Southern Charms: China

By Michael McHugh

Southern Charms: China
Forget what you think you know of China, Editor-in-Chief Michael McHugh discovers a new side to the big country.

All journeys have discoveries which we, the traveller, are unaware of when we set off from home. For the inquisitive, China is certainly full of surprises. We hear much in the media and perhaps come up with preconceived notions  – stories of a baby being flushed down a toilet made headlines around the world, as did the landslides killing thousands of locals, and business deals like Fonterra’s not going quite to plan. But travelling in China is a very different experience altogether, no matter how you plan your trip.

Flying from Australia, Southern Eastern China Airlines now has flights every day in their brand spanking new A380s. This is a good thing as past aircraft can only be described as “tired”. This influx from the Lucky Country is good for business in China, as they are keen to capture the Australian tourist dollar.

DIRECTIVE 1:
Copy the China travel piece word for word, starting with "By Michael McHugh" and going on through "plan your trip.".
The China travel piece and the records are unrelated.

DATASET:
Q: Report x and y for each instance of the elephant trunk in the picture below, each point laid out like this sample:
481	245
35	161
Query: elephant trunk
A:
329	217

DIRECTIVE 2:
Write out the records again with every "elephant trunk" changed to "giraffe neck", leaving everything else as it is.

WRITTEN ANSWER 1:
By Michael McHugh

Southern Charms: China
Forget what you think you know of China, Editor-in-Chief Michael McHugh discovers a new side to the big country.

All journeys have discoveries which we, the traveller, are unaware of when we set off from home. For the inquisitive, China is certainly full of surprises. We hear much in the media and perhaps come up with preconceived notions  – stories of a baby being flushed down a toilet made headlines around the world, as did the landslides killing thousands of locals, and business deals like Fonterra’s not going quite to plan. But travelling in China is a very different experience altogether, no matter how you plan your trip.

WRITTEN ANSWER 2:
Q: Report x and y for each instance of the giraffe neck in the picture below, each point laid out like this sample:
481	245
35	161
Query: giraffe neck
A:
329	217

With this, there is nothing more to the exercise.